__Input records__
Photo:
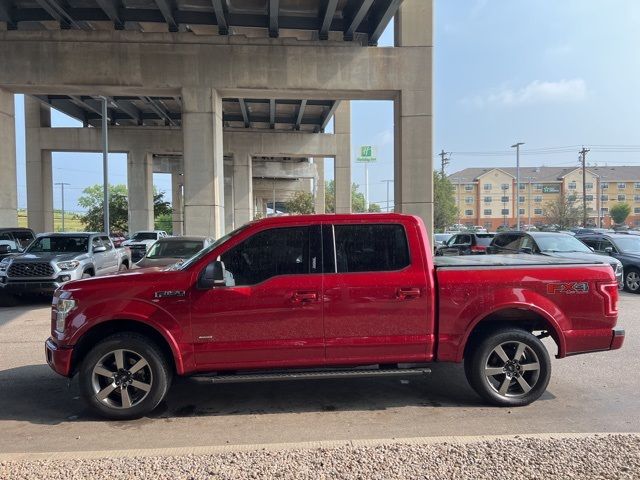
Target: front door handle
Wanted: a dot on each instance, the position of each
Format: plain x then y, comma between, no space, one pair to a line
304,297
407,293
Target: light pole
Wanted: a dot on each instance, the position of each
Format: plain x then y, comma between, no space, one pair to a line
529,202
517,147
62,184
387,182
601,213
105,165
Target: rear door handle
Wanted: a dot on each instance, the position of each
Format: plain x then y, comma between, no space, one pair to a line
407,293
304,297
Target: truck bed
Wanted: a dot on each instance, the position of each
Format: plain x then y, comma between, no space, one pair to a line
515,260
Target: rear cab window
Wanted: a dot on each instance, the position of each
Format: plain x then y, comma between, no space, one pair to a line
370,248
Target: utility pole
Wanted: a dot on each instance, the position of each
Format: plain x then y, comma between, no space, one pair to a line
62,184
583,154
600,203
387,182
444,161
517,147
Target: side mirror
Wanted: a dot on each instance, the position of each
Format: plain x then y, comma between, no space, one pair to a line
211,276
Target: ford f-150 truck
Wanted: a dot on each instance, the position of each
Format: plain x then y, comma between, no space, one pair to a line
326,296
55,258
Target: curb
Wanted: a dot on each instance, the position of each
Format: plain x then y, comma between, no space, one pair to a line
324,444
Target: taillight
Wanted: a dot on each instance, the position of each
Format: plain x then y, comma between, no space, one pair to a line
609,292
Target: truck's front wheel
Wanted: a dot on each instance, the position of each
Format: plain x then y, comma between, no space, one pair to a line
509,368
124,376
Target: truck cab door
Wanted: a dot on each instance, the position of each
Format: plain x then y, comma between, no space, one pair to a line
378,302
269,312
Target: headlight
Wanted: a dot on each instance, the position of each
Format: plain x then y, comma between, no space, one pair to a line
72,265
64,306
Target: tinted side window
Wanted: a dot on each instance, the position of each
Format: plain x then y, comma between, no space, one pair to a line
278,251
371,248
106,243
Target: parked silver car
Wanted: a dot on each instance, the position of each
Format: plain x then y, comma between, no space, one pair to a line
55,258
170,250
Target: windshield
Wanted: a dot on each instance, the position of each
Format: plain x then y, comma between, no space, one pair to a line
144,236
561,243
214,245
175,248
631,244
60,245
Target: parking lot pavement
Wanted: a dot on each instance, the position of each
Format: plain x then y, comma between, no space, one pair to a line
41,412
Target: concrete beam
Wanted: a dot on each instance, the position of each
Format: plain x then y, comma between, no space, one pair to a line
9,190
117,62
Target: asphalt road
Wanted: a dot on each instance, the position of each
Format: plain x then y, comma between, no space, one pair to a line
40,411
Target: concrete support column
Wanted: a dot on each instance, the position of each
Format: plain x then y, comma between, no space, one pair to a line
9,190
242,188
39,174
177,203
203,162
140,189
414,117
342,131
320,196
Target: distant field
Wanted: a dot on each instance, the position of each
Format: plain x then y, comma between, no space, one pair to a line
71,224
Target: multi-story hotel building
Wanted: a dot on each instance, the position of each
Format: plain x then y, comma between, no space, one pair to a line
486,196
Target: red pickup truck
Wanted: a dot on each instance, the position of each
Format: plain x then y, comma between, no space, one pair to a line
326,296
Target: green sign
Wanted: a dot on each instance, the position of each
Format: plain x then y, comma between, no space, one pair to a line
367,154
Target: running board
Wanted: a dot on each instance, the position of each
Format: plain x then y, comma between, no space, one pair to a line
333,374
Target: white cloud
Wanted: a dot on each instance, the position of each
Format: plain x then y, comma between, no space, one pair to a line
562,91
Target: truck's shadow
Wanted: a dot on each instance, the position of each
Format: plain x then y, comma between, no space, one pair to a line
35,394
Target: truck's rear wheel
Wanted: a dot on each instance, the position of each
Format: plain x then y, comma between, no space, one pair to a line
124,376
509,368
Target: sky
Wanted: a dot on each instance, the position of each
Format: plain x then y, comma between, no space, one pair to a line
555,75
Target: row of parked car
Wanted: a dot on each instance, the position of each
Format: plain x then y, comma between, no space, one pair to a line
622,250
42,263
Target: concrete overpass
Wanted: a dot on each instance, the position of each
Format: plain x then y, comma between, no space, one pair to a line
200,83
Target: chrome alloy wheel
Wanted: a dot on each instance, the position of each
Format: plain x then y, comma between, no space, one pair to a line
512,369
633,280
121,379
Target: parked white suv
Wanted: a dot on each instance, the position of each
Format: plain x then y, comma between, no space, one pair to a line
141,241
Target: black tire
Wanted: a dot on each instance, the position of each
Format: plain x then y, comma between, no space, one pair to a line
496,353
155,377
632,280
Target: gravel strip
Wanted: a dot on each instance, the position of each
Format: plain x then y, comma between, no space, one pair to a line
594,457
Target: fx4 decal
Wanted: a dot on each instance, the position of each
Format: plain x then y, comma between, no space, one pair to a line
568,288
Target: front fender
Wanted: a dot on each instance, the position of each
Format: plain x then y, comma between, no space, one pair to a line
137,310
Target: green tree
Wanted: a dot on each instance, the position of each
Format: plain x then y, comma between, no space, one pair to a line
300,203
92,197
563,212
357,199
620,212
445,211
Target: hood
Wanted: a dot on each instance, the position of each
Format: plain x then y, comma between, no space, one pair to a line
48,257
157,262
588,257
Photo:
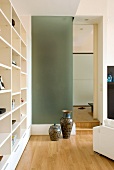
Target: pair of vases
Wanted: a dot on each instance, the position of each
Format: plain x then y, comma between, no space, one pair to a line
66,123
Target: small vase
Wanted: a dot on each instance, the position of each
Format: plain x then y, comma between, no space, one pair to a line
66,123
54,132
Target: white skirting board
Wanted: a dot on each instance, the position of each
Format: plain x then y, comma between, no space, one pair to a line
43,129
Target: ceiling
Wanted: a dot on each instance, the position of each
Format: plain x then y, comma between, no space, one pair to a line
81,33
46,7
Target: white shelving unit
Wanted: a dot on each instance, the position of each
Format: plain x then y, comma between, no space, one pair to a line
14,130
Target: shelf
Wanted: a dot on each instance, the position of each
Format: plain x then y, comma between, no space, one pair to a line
23,118
2,116
5,91
16,58
3,138
6,100
15,126
15,145
5,6
23,73
5,28
17,21
23,58
16,93
22,104
6,77
23,49
22,132
5,55
16,67
18,53
16,108
23,34
15,41
110,83
15,80
13,49
2,66
25,88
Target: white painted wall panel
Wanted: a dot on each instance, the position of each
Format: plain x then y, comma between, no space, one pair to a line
82,79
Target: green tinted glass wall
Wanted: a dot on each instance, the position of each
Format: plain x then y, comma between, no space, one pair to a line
52,68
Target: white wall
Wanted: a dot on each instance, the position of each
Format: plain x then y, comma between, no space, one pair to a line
82,79
102,8
82,38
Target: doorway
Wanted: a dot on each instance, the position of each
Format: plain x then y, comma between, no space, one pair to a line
85,71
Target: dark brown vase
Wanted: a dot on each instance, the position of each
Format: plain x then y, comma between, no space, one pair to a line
54,132
66,124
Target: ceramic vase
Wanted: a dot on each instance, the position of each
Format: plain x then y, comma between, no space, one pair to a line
66,124
54,132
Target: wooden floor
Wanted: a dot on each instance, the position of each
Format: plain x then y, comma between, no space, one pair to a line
75,153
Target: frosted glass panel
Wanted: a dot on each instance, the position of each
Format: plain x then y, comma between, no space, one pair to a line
82,92
82,79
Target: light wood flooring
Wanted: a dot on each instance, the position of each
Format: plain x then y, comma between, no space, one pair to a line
84,121
75,153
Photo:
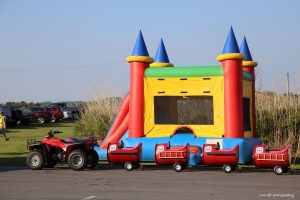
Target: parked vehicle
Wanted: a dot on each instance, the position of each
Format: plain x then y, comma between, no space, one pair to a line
57,112
49,151
38,114
13,115
69,110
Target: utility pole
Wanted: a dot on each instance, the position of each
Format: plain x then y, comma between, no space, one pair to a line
288,83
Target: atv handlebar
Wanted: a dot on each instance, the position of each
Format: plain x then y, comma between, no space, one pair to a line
51,133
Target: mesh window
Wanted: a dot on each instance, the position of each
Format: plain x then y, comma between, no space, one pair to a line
246,108
184,110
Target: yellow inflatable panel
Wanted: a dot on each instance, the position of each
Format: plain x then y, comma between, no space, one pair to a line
184,87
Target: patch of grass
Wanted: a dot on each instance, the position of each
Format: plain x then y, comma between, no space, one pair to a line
15,150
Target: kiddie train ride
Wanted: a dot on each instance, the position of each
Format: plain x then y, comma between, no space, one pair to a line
171,113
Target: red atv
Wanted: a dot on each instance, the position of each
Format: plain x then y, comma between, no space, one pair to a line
46,153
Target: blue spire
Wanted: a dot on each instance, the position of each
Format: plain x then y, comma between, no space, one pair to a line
245,50
161,53
140,48
231,45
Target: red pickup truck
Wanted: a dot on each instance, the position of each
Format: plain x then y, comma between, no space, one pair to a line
38,114
57,112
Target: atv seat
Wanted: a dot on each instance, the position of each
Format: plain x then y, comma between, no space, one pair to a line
69,143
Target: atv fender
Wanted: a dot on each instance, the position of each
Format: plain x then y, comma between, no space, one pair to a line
73,146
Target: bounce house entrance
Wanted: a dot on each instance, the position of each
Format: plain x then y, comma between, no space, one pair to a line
184,130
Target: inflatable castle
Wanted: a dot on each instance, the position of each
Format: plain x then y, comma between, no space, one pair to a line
178,105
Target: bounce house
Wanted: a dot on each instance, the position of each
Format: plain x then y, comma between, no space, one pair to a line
197,105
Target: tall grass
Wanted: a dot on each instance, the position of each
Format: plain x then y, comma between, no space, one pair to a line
278,118
97,116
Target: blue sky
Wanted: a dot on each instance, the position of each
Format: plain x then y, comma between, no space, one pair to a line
67,50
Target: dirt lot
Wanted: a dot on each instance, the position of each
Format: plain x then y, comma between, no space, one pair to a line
150,183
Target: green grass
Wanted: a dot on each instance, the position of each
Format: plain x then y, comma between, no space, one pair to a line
15,150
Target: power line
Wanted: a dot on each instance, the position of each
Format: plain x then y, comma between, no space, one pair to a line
62,68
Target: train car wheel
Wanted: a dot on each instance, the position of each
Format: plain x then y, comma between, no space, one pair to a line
128,166
227,168
278,170
177,167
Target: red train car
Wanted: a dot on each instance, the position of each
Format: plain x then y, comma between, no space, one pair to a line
214,156
117,154
280,160
178,156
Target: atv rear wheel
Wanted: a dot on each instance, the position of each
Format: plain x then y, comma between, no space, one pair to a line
50,163
77,159
35,160
40,120
93,159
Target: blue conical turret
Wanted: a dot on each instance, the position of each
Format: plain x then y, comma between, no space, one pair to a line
140,48
161,53
231,45
245,50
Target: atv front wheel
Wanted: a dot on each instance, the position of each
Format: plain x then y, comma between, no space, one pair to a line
35,160
50,162
93,159
40,120
77,159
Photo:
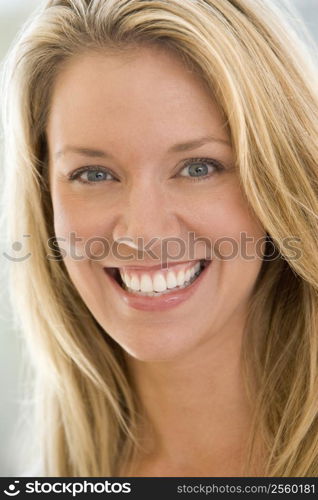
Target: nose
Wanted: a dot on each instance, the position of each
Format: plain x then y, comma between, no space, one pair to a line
148,214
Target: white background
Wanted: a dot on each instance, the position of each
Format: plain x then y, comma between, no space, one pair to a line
13,13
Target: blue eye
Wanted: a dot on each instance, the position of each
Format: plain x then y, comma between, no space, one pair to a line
200,168
91,175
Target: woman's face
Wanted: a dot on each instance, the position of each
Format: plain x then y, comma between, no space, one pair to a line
139,150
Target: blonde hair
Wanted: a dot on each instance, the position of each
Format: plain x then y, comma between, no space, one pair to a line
265,82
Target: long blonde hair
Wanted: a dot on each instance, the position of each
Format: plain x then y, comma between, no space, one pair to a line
265,81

__The request__
Set down only the lines running from the line with "Target: dirt lot" to the end of the entries, inclusive; omit every picture.

__Task answer__
Target: dirt lot
Wanted: a dot on each instance, the position of each
Format: plain x then y, comma between, no space, one pair to a line
150,183
Target: green grass
Wanted: a dot on each instance, the position of each
Format: plain x then y, comma between, no space, one pair to a line
15,150
Target: power line
Wanted: a dot on each instance, the position of each
Format: plain x then y, comma between, no space, one pair to a line
62,68
Target: train car wheel
Wanted: a dot on each instance, the position of each
Format: plain x then y, comma between, no space, one pair to a line
128,166
227,168
278,170
177,167
Target: red train car
Wanted: a dot on each instance, the position of each
Format: plain x then y, comma between, no space, one pair to a line
214,156
117,154
280,160
178,156
Target: atv rear wheel
Wanted: a dot on each instance, the position of each
Format: plain x then y, comma between, no space, one pair to a line
50,163
77,159
35,160
40,120
93,159
Target: blue conical turret
Wanted: a dot on each instance, the position of each
Format: plain x then y, comma between, no space, one pair to a line
140,48
161,53
231,45
245,50
Target: atv front wheel
Wanted: a dot on each instance, the position of each
Format: plain x then y, comma between, no space, one pair to a line
35,160
50,162
93,159
40,120
77,159
Photo:
Target: nose
Wanted: a dot on each instance, the position of each
Format: plain x then y, comma between, no space, one pair to a line
148,214
Target: white background
Wanted: a dot on each instance, the position of each
Format: plain x then y, comma between, no space, one pair to a line
13,13
Target: blue eye
Wanted: a dot on each instance, the position of each
Format: plain x then y, comma between, no space, one pair to a line
200,168
91,175
Target: woman's face
Wanted: a dot on each instance, the position of each
Format: plain x then y, comma between, no space, one pair to a line
139,150
Target: blonde hair
Wanted: a dot on each instance, the position of each
Format: plain x then y, comma between, no space, one pair to a line
265,82
Target: long blonde hair
Wanted: a dot on each instance, the position of each
Format: plain x then y, comma between, no space, one pair to a line
265,81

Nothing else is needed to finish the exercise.